You are viewing a plain text version of this content. The canonical link for it is here.
Posted to solr-user@lucene.apache.org by "Thung, Peter C CIV SPAWARSYSCEN-PACIFIC, 56340" <pe...@navy.mil> on 2009/09/28 11:12:09 UTC

Question on trying to Index and XML document...

With a basically default install of the trunk version of solr 1.4
when trying to index an xml file, it appears that the xml tags
seem to get stripped when indexed.
 
If the tag names and their frequenicies are important to me for search 
purposes could someone tell me what
my options are to not have solr strip out xml tags?
for example
 
if I have and xml tag of
<tag1> hello </tag1>
I'd like to see tag1 appear twice as a term and count as 2 is some
termFrequency vector.
 
I was trying out the examples from this link
http://wiki.apache.org/solr/ExtractingRequestHandler
 
and sending in an xml file.
 
Would I need to modify some exsiting code or is it just a configuration
to not strip out xml tags in processing?

**Records from a point-labeling set**:
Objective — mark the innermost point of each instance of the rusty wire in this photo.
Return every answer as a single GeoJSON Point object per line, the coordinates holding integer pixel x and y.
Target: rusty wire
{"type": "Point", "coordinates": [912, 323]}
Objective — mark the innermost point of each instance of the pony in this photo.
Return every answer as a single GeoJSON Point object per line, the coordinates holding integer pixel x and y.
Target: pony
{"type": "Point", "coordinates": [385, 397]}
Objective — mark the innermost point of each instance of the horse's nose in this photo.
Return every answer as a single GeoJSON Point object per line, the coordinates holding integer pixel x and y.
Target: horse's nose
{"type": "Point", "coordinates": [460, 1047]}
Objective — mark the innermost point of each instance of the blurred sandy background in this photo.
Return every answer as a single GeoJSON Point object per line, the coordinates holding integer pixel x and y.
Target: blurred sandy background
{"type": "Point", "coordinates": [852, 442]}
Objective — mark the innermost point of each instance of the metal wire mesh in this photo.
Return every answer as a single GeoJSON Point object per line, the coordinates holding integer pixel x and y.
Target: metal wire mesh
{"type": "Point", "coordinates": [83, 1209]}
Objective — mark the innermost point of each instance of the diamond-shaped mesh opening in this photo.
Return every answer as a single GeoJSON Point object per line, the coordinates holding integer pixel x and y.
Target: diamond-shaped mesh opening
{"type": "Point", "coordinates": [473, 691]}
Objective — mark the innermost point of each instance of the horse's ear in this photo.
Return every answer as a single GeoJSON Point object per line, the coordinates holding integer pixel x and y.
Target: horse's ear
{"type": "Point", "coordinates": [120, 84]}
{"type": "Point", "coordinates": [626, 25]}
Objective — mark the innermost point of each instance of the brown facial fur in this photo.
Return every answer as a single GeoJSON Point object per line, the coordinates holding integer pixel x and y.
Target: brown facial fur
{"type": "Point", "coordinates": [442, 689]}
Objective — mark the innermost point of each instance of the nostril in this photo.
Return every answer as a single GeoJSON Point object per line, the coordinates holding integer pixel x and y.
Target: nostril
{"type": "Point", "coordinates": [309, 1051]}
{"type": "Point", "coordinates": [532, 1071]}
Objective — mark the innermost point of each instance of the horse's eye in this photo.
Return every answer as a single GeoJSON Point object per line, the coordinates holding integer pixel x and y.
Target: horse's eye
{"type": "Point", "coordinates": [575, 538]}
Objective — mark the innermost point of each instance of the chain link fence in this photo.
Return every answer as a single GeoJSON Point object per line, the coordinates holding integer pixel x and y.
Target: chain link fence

**Work to do**:
1. Retype the stretch of the mailing-list post from "if I have and" through "an xml file.".
2. In the mailing-list post, which Solr installation was the writer using when indexing the XML file?
Base your work on the mailing-list post alone.

**List of solutions**:
1.
if I have and xml tag of
<tag1> hello </tag1>
I'd like to see tag1 appear twice as a term and count as 2 is some
termFrequency vector.
 
I was trying out the examples from this link
http://wiki.apache.org/solr/ExtractingRequestHandler
 
and sending in an xml file.

2. A basically default install of the trunk version of Solr 1.4.